(Task statement): Transcribe every record as it stands and set the images aside.

Data excerpts Start Marker

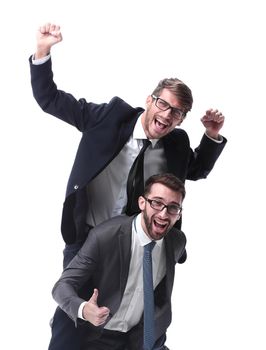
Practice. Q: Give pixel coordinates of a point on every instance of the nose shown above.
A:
(163, 213)
(168, 113)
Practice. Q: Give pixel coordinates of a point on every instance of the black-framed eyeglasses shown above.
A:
(164, 106)
(172, 209)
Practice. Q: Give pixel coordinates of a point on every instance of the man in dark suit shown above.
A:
(111, 259)
(112, 136)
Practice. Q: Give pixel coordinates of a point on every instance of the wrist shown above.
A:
(41, 52)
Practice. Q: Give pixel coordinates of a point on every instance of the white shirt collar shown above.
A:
(139, 133)
(142, 236)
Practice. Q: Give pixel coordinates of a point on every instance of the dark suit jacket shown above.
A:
(105, 129)
(104, 260)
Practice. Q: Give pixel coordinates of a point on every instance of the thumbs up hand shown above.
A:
(93, 313)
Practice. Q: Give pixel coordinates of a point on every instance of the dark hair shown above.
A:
(168, 180)
(181, 91)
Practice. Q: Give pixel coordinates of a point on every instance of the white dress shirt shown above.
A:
(131, 307)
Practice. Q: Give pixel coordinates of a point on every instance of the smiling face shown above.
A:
(157, 123)
(156, 223)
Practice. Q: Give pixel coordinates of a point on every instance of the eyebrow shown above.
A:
(161, 199)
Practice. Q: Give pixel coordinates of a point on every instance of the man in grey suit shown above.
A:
(112, 136)
(111, 260)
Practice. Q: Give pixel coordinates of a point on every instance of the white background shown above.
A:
(124, 48)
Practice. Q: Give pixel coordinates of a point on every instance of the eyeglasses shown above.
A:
(172, 209)
(164, 106)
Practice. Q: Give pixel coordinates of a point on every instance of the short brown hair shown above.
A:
(181, 91)
(168, 180)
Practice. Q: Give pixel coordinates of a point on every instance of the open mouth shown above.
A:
(159, 225)
(161, 125)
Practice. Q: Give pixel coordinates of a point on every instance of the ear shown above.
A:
(141, 202)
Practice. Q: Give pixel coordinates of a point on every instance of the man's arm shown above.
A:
(213, 120)
(79, 271)
(47, 36)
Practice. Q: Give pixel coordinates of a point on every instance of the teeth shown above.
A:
(161, 124)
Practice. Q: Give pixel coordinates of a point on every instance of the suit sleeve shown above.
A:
(79, 113)
(79, 270)
(203, 159)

Data excerpts End Marker

(Answer to this task):
Practice. Q: Give pixel coordinates of a point on every instance of the nose shown above.
A:
(163, 213)
(168, 113)
Practice. Q: Give pixel coordinates of a point on every instance of the black-framed eyeglasses shown above.
A:
(164, 106)
(172, 209)
Practice. Q: Give pixel coordinates of a point on every instance of the man in dark suit shown above.
A:
(111, 259)
(112, 136)
Practice. Q: Give pixel coordinates of a point on every instance of the wrist shown above.
A:
(41, 52)
Practice. Q: Give pixel coordinates of a point on every instance of the white shirt collar shown above.
A:
(139, 133)
(142, 236)
Practice. Q: Give pixel coordinates of a point on every instance of the dark suit jacket shown above.
A:
(105, 129)
(104, 260)
Practice. Q: Give pixel coordinates of a point on every instance of the thumbs up hand shown above.
A:
(93, 313)
Practice. Q: Give pixel coordinates of a point on every instance of the dark hair shown above.
A:
(168, 180)
(181, 91)
Practice. Q: Give pixel coordinates of a point on every instance of the white dress shirt shown above.
A:
(131, 307)
Practice. Q: Give pixel coordinates of a point on every instance of the smiling face shown above.
A:
(157, 123)
(156, 223)
Practice. Q: Give pixel coordinates of a point on every instance of the eyebrow shown above.
A:
(161, 199)
Practice. Q: Give pixel coordinates of a point on every instance of the man in grey suit shown above.
A:
(112, 136)
(111, 260)
Practice. Q: Give pixel coordinates of a point on every instance of the white background shown above.
A:
(124, 48)
Practice. Q: Give pixel coordinates of a point on every instance of the eyeglasses shown above.
A:
(172, 209)
(164, 106)
Practice. Q: Give pixel coordinates of a point on every instance of the short brown hair shown above.
A:
(181, 91)
(168, 180)
Practice. Q: Give pixel coordinates of a point on every instance of the open mouth shown above.
A:
(159, 225)
(161, 125)
Practice. Q: Give pixel coordinates of a point on every instance of the ear shown above.
A:
(141, 202)
Practice. Q: Give pixel coordinates of a point on every instance of the man's arm shown above.
A:
(213, 120)
(79, 271)
(47, 36)
Practice. Q: Give pixel coordinates of a point on every instance of the teeth shown above.
A:
(161, 124)
Practice. Q: Give pixel coordinates of a point on every instance of the suit sleeve shown above.
A:
(79, 113)
(79, 270)
(203, 159)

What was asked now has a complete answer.